- _Task to complete_
Begin with the line containing "Find white apartment" and copy each line exactly through the last line of the entries, inclusive.
:: Recorded data
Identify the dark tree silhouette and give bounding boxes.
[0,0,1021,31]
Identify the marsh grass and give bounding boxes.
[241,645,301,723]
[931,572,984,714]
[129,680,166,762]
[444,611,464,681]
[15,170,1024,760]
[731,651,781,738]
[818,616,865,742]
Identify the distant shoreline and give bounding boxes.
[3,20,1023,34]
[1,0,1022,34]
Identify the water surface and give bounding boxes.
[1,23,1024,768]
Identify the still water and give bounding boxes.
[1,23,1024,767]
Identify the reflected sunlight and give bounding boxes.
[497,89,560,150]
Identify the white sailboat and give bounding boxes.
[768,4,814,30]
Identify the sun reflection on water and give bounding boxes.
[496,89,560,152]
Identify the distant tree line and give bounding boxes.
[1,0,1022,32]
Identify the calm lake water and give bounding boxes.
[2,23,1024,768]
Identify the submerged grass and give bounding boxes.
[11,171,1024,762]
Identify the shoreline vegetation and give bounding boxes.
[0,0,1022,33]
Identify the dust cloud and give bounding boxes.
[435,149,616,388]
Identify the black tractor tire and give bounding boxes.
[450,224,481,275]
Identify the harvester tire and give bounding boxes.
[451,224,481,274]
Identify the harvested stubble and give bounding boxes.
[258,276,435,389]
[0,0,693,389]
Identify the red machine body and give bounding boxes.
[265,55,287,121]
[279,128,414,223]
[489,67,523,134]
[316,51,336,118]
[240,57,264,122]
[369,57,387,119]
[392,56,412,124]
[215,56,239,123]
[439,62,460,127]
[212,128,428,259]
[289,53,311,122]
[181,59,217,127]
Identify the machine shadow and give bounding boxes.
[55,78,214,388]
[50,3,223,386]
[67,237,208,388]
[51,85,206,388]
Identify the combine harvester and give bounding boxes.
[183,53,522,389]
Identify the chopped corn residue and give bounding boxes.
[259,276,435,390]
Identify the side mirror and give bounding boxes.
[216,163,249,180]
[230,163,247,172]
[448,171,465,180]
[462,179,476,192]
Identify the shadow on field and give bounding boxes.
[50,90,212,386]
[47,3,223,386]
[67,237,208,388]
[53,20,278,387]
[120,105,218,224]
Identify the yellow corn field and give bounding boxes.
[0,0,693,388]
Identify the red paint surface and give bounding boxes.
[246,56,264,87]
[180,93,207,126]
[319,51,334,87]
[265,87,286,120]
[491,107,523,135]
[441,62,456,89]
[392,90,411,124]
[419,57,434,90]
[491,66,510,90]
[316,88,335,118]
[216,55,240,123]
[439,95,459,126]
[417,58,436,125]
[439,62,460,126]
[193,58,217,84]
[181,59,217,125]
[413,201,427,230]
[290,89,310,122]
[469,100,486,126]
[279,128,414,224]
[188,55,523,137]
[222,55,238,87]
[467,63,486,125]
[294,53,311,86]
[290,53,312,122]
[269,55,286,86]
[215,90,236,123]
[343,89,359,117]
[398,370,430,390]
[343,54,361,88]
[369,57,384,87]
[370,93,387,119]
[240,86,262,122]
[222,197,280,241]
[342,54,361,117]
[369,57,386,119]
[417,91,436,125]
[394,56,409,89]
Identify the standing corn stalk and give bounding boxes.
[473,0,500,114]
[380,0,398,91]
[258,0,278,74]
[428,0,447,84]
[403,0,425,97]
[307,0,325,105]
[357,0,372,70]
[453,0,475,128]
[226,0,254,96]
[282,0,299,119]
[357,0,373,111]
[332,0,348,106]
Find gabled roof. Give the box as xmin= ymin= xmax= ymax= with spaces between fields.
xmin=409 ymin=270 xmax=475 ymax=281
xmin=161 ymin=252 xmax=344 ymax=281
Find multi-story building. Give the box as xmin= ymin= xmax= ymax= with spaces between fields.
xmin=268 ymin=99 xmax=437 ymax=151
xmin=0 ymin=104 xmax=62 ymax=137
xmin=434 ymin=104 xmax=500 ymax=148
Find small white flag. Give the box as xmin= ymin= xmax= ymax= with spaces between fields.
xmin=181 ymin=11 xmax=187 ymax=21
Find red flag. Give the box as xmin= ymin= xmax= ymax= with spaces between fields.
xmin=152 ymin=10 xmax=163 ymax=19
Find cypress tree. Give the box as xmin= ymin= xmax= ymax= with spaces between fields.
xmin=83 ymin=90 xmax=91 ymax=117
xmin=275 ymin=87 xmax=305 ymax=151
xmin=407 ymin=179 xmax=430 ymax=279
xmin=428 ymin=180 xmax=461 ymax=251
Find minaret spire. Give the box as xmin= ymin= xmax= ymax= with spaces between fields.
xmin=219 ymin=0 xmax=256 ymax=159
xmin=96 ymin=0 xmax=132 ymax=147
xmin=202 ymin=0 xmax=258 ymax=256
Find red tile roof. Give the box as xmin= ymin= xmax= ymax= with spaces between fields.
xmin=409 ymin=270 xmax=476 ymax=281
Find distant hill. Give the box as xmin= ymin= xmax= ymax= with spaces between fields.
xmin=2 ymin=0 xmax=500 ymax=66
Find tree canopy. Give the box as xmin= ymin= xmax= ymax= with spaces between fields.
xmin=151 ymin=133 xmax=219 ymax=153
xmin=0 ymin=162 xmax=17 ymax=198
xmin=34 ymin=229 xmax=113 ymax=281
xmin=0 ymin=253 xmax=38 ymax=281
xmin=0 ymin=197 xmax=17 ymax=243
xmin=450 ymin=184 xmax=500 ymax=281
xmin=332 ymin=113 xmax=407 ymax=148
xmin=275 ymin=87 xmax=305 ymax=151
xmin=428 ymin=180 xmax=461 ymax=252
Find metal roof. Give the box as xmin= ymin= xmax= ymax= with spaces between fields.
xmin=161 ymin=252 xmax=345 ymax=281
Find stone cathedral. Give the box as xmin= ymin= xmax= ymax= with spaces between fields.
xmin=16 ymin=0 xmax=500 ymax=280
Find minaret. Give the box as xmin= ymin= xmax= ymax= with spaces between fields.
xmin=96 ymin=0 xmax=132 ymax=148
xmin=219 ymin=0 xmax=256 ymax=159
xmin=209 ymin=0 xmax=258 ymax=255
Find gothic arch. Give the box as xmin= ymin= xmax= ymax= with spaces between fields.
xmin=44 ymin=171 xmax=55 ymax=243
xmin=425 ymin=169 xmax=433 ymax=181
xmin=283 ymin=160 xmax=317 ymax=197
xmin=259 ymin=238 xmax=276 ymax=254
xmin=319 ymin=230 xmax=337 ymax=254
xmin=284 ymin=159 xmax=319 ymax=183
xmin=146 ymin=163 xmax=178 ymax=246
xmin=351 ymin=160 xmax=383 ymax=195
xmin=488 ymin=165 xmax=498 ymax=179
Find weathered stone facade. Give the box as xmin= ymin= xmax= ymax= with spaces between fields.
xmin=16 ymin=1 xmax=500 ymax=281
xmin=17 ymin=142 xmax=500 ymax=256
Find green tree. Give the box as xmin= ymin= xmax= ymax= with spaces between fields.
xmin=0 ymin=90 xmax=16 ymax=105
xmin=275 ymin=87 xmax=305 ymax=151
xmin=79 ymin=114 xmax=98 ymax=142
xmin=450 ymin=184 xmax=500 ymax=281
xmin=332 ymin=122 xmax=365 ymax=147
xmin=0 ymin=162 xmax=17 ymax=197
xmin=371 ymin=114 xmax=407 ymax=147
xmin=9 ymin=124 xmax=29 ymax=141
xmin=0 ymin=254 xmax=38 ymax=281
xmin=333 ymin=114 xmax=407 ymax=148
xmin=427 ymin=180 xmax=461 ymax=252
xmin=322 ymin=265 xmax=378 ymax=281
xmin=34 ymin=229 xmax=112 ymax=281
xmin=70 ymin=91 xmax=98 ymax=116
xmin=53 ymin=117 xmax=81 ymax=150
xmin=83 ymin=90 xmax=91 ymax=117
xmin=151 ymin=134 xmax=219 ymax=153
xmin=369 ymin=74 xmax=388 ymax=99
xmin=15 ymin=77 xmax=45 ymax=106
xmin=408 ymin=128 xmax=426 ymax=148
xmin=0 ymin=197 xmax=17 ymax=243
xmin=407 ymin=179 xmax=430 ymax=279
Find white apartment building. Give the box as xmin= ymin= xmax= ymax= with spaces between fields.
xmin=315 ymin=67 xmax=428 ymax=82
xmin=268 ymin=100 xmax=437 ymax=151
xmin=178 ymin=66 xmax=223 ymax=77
::::
- _Solution_
Find white apartment building. Give the box as xmin= ymin= xmax= ymax= with spaces between fields.
xmin=315 ymin=67 xmax=428 ymax=82
xmin=268 ymin=100 xmax=437 ymax=151
xmin=178 ymin=66 xmax=223 ymax=77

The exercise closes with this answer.